**Tugas Anda:**
• a. Sebutkan semua segi perkembangan anak yang disebut dalam teks tentang jasa perantara di luar persidangan.
• b. Laporkan setiap baris yang memuat kata "face". Perhatikan perbedaan huruf besar dan huruf kecil.

**Kutipan Pilihan:**
Jasa Perantara di Luar Persidangan
Meskipun jasa perantara di luar sidang boleh jadi tidak sama resminya dengan pemeriksaan di hadapan hakim, orang-tua hendaknya tidak menganggap remeh hal ini. Pengaturan atau ketetapan bersama apa pun yang dicapai dalam proses mendapatkan hak perwalian ini dapat bersifat mengikat melalui perintah pengadilan yang menyusul. Oleh karena itu, orang-tua disarankan agar berkonsultasi dengan penasihat hukum keluarga yang berpengalaman guna memastikan agar semua perkara yang menyangkut perwalian ditangani dengan tepat dan adil.
Kedua pihak orang-tua hendaknya tidak terburu-buru sehingga dapat mempersiapkan diri untuk merundingkan perwalian. Sikap dan tingkah laku orang-tua selama proses perundingan dapat sangat mempengaruhi hasilnya. Sering kali, orang-tua yang bercerai sangat terpengaruh secara emosi oleh proses perceraian sehingga mereka tidak melihat perkara yang penting: Apa yang terbaik bagi anak? Apa yang dibutuhkan sang anak agar ia dapat berkembang secara mental, emosi, dan fisik?

**Bahan Latihan:**
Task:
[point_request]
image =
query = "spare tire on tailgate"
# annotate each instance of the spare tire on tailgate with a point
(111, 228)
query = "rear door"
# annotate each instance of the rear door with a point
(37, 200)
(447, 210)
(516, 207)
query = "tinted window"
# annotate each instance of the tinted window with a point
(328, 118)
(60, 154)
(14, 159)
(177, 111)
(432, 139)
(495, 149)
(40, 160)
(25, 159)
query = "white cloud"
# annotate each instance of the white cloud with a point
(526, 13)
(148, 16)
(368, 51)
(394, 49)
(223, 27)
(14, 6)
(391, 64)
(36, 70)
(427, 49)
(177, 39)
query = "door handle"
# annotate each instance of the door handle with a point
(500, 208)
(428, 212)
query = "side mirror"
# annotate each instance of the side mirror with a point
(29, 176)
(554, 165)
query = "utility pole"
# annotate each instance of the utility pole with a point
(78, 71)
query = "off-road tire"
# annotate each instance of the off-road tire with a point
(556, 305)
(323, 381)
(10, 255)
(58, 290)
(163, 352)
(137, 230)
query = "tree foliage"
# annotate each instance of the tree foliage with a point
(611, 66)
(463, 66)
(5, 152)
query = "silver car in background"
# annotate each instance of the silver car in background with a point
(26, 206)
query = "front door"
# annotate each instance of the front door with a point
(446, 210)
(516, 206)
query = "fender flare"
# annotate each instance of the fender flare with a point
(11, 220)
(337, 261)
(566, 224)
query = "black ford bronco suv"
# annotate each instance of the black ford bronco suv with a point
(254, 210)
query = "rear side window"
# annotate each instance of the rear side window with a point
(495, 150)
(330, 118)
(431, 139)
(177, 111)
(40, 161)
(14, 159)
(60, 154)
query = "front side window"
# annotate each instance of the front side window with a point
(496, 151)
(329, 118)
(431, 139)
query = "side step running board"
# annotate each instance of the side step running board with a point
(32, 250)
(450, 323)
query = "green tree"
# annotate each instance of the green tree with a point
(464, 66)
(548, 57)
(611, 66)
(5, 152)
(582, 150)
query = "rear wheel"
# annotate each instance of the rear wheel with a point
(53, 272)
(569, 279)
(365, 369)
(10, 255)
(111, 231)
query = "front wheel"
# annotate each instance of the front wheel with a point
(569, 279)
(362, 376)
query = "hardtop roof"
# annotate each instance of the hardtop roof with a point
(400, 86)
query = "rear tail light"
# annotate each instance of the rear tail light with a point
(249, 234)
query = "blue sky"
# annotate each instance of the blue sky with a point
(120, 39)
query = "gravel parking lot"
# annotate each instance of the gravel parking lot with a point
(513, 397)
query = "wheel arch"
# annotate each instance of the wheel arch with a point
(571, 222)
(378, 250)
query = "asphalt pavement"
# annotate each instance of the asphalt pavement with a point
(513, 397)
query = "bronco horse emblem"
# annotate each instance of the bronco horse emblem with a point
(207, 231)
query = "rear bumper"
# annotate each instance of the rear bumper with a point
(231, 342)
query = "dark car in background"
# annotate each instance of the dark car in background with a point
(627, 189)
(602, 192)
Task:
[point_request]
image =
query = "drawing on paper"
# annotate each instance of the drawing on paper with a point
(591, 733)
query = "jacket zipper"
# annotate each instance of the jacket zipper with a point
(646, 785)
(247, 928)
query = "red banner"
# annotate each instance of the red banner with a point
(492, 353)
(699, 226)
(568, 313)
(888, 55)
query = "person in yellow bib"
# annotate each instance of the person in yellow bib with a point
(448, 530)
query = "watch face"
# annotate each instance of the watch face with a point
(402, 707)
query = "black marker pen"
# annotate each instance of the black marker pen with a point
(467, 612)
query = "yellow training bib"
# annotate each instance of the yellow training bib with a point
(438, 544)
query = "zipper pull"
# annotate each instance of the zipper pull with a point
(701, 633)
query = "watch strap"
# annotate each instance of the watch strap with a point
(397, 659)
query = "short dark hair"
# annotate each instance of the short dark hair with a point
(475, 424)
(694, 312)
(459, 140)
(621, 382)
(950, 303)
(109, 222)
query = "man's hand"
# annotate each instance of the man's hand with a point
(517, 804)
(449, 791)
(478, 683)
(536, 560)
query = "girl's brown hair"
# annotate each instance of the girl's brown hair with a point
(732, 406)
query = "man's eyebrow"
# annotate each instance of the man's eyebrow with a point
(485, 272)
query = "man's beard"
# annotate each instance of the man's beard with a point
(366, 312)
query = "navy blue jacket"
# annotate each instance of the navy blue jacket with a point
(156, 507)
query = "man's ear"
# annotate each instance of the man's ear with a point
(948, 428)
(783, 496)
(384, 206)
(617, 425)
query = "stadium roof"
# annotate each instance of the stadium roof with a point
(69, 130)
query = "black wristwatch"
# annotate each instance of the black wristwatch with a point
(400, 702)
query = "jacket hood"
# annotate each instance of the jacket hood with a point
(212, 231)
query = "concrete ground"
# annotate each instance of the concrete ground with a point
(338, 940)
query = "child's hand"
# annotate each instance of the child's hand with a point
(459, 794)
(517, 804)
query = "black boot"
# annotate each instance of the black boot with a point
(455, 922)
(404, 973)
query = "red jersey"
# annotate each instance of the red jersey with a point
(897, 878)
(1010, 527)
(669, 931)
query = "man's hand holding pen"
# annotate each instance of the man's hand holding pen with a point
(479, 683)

**Hasil Tugas:**
• a. Mental, emosi, dan fisik.

• b.
query = "watch face"
# annotate each instance of the watch face with a point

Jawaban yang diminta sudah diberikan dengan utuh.